— start —

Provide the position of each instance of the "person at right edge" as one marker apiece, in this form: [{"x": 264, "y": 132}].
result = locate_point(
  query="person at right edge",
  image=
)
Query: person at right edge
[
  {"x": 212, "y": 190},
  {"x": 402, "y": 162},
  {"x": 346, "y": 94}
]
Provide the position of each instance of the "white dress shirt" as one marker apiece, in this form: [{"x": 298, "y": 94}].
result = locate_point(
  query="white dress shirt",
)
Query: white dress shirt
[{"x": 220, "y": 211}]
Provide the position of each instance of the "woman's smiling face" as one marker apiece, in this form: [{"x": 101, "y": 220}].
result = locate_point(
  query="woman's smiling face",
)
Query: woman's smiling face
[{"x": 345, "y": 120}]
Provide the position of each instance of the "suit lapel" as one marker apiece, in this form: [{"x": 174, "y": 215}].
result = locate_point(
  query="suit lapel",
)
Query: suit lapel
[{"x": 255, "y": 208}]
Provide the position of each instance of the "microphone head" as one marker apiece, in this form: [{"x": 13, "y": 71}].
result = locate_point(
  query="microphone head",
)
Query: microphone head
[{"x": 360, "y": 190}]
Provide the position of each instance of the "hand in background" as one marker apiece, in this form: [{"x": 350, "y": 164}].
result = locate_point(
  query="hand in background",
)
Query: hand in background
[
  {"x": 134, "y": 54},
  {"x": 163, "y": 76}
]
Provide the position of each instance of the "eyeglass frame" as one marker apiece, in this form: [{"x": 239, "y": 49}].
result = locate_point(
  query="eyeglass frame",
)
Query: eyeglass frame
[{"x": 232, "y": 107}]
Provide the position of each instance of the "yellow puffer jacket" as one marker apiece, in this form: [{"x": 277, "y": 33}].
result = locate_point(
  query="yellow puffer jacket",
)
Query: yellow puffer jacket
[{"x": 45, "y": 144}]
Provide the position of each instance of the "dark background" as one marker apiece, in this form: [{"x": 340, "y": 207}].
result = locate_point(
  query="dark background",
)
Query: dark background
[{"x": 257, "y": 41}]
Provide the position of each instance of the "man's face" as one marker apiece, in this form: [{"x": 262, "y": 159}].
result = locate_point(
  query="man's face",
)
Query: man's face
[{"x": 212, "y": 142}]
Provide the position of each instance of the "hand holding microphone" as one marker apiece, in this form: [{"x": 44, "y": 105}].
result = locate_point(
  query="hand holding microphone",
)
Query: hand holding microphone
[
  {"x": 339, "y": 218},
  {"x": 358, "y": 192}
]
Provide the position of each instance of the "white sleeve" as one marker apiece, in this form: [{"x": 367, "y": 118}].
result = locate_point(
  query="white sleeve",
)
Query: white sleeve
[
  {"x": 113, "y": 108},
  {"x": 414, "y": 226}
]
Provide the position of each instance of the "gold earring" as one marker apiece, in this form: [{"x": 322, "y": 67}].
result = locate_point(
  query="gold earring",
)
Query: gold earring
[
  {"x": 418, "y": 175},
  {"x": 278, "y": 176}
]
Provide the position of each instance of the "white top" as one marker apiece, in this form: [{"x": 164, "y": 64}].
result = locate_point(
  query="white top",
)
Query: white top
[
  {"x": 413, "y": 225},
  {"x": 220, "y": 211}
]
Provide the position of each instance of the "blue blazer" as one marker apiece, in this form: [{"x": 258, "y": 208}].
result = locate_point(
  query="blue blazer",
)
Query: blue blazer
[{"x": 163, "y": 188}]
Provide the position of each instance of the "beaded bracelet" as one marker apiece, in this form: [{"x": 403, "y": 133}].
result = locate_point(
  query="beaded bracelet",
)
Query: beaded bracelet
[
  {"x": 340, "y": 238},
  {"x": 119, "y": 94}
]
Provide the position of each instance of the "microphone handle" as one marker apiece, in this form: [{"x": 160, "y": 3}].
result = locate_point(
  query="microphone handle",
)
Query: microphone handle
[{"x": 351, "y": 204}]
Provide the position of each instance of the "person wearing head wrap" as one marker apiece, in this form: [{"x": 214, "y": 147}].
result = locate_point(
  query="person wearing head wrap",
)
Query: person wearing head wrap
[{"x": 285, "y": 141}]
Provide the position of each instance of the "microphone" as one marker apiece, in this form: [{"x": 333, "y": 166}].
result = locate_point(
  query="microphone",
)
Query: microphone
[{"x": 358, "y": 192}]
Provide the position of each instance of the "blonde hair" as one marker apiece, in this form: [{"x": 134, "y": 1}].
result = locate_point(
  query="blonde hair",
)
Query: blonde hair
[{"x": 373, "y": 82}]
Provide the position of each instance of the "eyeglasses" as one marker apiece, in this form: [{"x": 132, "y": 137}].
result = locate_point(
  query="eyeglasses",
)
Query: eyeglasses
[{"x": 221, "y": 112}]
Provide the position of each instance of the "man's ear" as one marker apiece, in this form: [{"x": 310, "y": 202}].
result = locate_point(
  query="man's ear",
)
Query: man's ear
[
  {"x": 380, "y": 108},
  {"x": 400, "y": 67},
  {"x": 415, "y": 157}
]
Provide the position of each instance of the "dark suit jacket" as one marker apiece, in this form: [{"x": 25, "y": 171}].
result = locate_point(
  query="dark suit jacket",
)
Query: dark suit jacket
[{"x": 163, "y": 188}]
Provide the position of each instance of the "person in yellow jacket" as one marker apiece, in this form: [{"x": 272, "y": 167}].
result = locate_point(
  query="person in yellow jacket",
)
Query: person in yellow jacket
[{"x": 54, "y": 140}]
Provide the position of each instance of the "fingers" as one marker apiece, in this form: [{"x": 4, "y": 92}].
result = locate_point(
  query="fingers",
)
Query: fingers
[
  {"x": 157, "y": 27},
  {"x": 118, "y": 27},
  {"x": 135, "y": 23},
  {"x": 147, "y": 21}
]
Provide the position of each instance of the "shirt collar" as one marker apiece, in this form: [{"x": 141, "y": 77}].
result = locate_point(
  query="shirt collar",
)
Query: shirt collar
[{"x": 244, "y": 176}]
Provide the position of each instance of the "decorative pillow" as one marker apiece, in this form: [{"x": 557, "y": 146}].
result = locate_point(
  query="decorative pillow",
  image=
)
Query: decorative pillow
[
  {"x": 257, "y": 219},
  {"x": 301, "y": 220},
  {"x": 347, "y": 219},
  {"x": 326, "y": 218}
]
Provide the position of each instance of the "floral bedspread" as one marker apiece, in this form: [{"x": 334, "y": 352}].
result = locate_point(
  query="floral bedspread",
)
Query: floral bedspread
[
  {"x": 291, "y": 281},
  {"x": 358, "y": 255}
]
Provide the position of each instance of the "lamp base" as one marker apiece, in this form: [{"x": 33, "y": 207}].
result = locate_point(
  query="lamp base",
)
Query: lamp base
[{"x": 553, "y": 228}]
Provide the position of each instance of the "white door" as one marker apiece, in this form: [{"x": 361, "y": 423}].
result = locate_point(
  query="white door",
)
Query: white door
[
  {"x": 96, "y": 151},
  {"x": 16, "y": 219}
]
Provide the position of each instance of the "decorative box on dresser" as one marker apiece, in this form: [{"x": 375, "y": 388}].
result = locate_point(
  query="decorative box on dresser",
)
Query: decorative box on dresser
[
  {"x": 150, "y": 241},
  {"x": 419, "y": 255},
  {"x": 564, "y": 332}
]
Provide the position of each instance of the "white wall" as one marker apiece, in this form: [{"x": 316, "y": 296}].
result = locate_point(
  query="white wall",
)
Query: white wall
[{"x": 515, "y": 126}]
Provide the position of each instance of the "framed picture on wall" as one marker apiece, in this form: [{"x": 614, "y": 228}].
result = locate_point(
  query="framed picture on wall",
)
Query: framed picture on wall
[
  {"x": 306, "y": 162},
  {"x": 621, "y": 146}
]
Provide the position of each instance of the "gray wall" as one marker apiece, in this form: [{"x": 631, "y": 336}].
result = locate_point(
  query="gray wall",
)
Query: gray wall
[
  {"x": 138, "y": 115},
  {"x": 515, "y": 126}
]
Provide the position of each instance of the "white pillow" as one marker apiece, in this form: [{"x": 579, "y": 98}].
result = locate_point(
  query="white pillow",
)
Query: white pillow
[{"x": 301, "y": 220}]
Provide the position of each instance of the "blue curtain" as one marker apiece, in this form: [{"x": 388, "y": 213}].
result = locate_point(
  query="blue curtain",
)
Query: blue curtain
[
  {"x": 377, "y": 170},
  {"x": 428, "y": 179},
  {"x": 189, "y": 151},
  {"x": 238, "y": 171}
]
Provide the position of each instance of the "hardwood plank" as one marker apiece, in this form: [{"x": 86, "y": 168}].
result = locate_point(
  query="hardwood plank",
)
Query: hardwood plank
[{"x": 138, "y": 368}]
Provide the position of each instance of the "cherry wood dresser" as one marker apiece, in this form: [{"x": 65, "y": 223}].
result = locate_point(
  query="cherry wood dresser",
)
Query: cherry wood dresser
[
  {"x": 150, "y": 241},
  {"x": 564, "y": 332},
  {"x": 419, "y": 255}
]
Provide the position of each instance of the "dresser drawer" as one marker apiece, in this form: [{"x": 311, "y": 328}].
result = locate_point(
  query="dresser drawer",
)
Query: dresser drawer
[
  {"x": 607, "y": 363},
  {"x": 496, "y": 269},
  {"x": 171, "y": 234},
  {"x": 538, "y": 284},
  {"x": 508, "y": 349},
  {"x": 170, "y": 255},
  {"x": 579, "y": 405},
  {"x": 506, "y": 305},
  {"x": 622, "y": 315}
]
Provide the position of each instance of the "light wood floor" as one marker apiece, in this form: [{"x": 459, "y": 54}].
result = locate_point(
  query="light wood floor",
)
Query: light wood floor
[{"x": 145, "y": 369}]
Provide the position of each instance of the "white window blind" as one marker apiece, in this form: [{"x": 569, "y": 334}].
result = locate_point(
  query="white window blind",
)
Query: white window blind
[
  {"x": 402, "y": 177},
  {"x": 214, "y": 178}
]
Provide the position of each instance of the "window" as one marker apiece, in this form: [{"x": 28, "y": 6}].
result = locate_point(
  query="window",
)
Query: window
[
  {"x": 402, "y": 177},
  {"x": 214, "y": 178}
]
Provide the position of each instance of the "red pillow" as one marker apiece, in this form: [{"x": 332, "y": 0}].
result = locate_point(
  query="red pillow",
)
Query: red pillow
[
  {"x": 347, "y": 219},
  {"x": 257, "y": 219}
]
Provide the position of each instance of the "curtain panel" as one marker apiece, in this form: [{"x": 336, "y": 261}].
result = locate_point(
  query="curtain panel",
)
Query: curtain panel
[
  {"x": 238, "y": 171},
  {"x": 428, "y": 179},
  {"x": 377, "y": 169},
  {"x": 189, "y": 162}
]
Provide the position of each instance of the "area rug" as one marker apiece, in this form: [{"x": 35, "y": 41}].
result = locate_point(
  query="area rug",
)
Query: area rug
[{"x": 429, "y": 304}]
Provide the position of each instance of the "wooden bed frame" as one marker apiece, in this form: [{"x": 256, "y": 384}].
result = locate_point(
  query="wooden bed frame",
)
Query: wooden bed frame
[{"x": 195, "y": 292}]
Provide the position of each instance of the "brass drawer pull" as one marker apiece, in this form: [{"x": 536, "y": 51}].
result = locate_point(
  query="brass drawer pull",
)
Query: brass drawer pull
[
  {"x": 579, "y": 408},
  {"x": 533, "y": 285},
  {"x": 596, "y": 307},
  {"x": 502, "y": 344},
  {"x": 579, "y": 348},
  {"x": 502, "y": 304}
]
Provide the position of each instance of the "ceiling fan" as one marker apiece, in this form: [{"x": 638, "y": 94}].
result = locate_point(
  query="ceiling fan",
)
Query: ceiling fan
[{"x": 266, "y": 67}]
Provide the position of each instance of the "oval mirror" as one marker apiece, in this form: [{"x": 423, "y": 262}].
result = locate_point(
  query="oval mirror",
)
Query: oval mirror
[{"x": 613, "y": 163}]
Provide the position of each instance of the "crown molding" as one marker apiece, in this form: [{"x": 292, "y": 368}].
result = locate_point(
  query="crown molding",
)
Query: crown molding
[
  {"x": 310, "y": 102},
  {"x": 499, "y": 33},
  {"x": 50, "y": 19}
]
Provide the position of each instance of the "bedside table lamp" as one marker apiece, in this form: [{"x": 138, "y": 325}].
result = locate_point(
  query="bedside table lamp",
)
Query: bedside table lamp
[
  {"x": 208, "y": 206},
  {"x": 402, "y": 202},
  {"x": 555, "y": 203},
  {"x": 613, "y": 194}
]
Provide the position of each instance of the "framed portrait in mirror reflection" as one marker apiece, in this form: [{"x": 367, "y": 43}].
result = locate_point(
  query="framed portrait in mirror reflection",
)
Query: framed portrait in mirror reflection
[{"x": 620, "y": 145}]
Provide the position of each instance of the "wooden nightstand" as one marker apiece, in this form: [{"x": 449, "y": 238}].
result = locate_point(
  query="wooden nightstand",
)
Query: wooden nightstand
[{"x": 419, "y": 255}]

— end —

**CHALLENGE**
Please pick out every line in the listing above that contains the string "dresser" and copy each one. Case counts.

**RESPONSE TO THE TASK**
Provide the position of each instance of the "decorative box on dresser" as one marker apiece, in this form: [{"x": 375, "y": 388}].
  query="decorative box on dresser",
Query: decorative box on dresser
Provide the position of each instance of the "cherry wood dresser" as one marker apiece, in this form: [{"x": 65, "y": 223}].
  query="cherry wood dresser",
Query: cherry wood dresser
Provide the position of each instance of the "dresser drawer" as one marker apiece, in this form: [{"x": 311, "y": 328}].
  query="dresser drawer",
Query: dresser drawer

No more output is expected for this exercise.